- [TEXT EXCERPT]
■ ■ ■
Key Takeaways
New brain MRI-based study finds diabetes may age the brain
When type 2 diabetes was not properly controlled, patients' brains were an average of four years older than those without diabetes.
Good news: A healthy lifestyle may keep your brain young
WEDNESDAY, Aug. 28, 2024 (HealthDay News) — Diabetes may age the brain by up to four years, according to a new study based on MRI scans.
The silver lining, say Swedish researchers, is that healthy lifestyle changes may help stave off neuroaging.
“An older looking brain compared to one's chronological age indicates a deviation from the normal ageing process and may be an early warning sign of dementia,” warned lead study author Abigail Dove.
“On the positive side, people with diabetes may be able to influence their brain health through healthy living,” added Dove, a neurobiology graduate student at the Karolinska Institutet in Stockholm.
Her team published their findings on August 28 in the journal Diabetes Care.
As Dove's group noted, type 2 diabetes has long been recognized as a risk factor for dementia, but it was unclear how prediabetes and diabetes affect brain health in people without dementia.
The new study aimed to improve on this by analysing MRI brain scans from more than 31,000 people aged 40 to 70 years old who were enrolled in a British database called UK Biobank.
Dove and his colleagues used AI techniques to measure each individual's relative “brain age.”
■ ■ ■
- [RECORDS SHOWN]
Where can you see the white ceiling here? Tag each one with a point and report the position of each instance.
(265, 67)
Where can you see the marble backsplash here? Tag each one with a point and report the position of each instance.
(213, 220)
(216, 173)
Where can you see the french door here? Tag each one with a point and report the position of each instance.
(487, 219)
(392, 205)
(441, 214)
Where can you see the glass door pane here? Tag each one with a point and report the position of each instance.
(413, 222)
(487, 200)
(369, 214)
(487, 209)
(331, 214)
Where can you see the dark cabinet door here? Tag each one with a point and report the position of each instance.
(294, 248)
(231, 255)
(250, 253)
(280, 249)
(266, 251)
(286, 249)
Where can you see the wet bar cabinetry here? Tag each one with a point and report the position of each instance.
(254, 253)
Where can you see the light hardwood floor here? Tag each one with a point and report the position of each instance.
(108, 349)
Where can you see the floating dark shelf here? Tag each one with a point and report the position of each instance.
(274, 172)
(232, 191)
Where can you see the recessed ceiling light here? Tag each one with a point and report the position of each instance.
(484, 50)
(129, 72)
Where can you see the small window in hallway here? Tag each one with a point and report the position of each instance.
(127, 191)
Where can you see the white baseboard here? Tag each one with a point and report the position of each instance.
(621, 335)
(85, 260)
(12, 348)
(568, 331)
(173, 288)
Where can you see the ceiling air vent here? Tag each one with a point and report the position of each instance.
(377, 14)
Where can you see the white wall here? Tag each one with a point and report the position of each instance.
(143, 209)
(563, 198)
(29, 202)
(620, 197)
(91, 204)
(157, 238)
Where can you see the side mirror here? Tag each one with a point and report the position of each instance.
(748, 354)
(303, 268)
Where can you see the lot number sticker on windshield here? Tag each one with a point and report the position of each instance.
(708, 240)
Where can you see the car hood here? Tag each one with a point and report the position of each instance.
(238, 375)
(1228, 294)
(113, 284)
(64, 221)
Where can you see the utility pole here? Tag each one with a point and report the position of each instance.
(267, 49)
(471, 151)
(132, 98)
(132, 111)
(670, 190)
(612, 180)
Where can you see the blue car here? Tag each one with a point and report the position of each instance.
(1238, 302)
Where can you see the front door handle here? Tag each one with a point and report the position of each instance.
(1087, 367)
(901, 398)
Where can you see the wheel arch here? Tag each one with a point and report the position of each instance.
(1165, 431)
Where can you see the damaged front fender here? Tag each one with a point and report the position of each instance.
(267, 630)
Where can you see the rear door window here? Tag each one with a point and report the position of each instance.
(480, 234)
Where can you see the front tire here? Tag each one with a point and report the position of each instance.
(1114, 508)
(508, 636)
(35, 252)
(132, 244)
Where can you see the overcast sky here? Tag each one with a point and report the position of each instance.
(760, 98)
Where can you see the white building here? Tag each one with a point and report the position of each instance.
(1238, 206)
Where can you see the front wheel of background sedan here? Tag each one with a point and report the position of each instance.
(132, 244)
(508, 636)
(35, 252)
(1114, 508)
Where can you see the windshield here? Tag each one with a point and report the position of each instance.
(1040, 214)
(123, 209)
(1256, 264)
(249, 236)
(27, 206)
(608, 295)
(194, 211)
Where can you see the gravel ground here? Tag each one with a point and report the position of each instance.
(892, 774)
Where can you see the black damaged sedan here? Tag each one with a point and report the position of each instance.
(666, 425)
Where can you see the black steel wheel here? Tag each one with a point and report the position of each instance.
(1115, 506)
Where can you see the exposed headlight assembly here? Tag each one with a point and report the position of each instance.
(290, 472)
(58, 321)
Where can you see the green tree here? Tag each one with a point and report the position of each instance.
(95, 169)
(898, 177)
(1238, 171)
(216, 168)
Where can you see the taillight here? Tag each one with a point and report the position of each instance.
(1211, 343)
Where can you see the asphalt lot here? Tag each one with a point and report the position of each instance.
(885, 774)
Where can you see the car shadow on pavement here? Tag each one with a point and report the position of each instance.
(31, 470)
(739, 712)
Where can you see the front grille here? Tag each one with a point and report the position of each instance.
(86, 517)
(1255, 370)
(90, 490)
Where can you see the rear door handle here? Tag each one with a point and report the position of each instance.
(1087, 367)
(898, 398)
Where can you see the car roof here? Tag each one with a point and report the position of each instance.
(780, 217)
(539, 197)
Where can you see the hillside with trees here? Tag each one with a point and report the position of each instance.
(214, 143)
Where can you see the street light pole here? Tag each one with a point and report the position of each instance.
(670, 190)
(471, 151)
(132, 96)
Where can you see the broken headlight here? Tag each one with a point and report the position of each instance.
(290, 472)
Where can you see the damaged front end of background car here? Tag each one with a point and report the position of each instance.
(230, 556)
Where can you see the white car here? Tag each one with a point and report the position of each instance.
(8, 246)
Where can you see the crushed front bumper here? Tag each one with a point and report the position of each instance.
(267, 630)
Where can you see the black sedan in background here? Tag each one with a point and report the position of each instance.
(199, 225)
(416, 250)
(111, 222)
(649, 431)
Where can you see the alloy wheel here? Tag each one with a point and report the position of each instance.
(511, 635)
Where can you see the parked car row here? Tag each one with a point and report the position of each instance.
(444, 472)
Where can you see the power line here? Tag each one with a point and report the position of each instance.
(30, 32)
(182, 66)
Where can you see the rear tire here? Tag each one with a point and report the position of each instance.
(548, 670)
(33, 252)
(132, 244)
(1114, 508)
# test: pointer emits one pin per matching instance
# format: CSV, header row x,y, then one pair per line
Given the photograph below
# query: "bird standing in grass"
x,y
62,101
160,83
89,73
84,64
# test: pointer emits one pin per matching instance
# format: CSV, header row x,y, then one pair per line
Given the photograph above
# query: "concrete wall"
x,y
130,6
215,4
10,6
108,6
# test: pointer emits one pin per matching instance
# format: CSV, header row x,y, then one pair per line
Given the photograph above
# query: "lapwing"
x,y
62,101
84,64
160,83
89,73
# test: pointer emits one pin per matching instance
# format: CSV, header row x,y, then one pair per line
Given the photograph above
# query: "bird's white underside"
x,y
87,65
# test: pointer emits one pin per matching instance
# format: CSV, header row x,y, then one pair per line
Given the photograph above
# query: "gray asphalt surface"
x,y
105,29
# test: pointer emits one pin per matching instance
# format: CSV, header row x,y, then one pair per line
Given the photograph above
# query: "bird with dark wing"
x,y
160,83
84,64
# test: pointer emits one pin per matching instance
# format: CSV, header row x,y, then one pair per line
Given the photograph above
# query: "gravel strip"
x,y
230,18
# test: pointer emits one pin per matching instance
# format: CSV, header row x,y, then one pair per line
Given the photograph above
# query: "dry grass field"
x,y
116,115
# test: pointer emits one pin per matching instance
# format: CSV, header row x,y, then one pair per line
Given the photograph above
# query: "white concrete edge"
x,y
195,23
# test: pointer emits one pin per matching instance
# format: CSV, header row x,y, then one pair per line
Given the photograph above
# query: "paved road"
■ ■ ■
- [WHAT THE EXERCISE ASKS] Translate this sentence from the article on diabetes and brain aging into Spanish: "The silver lining, say Swedish researchers, is that healthy lifestyle changes may help stave off neuroaging."

- [ANSWER BOX] El lado positivo, según investigadores suecos, es que los cambios hacia un estilo de vida saludable podrían ayudar a prevenir el neuroenvejecimiento.